## Task item:
Skip the pictures and restate, word for word, the lines from the one containing "Target: rocky mountain slope" to the end of the data below.

Data entries:
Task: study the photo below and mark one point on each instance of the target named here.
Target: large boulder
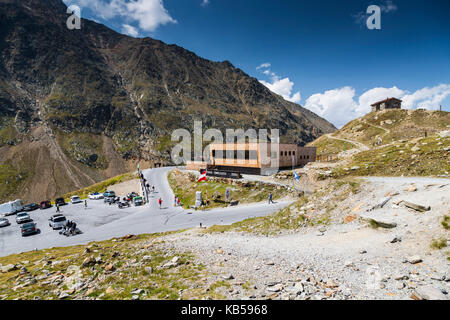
(428, 293)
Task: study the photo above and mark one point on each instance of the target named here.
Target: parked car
(4, 222)
(138, 201)
(124, 204)
(23, 217)
(60, 202)
(28, 229)
(11, 207)
(131, 196)
(75, 200)
(109, 194)
(45, 205)
(96, 196)
(111, 200)
(57, 221)
(30, 207)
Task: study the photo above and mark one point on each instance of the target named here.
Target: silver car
(58, 221)
(4, 222)
(23, 217)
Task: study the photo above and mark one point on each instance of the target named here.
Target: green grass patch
(185, 186)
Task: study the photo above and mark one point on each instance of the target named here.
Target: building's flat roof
(386, 100)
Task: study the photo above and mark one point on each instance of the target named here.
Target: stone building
(389, 103)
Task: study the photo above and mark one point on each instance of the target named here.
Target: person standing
(270, 198)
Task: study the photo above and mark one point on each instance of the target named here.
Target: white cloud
(337, 106)
(130, 30)
(340, 106)
(263, 66)
(148, 14)
(283, 87)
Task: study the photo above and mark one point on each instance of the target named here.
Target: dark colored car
(131, 196)
(28, 229)
(30, 207)
(45, 205)
(111, 200)
(57, 221)
(60, 202)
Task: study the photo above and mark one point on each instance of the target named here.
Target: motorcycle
(70, 233)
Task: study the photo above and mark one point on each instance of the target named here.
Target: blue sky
(319, 53)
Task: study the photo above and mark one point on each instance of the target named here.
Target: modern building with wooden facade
(389, 103)
(255, 158)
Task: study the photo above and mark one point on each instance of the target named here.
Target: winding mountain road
(102, 222)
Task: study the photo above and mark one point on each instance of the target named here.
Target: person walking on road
(271, 198)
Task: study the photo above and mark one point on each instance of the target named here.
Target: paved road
(101, 221)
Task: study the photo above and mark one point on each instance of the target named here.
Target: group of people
(70, 227)
(176, 202)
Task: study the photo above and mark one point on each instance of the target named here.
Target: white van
(11, 207)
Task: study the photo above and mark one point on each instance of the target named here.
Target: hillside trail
(359, 145)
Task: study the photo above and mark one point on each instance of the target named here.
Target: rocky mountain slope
(390, 143)
(79, 106)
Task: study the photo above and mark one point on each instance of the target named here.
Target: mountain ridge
(80, 98)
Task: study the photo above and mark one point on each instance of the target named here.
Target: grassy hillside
(326, 145)
(424, 157)
(185, 186)
(107, 270)
(385, 127)
(398, 142)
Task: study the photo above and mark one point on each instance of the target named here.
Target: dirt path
(342, 261)
(360, 145)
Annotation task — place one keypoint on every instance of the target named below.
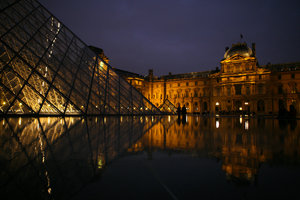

## Exercise response:
Target: rocky mountain slope
(390, 143)
(79, 106)
Task: study the photo above and mark one point on each instance of the target named here.
Target: mountain ridge
(80, 98)
Task: study the photo above and mark one point on each instance of the target named here.
Target: grassy hillside
(326, 145)
(424, 157)
(185, 186)
(107, 270)
(385, 127)
(398, 142)
Task: study the photo above and mark one point on each instance of the target named here.
Target: dirt path
(342, 261)
(360, 145)
Annotation task — place one keypoint on every instance of the target named below.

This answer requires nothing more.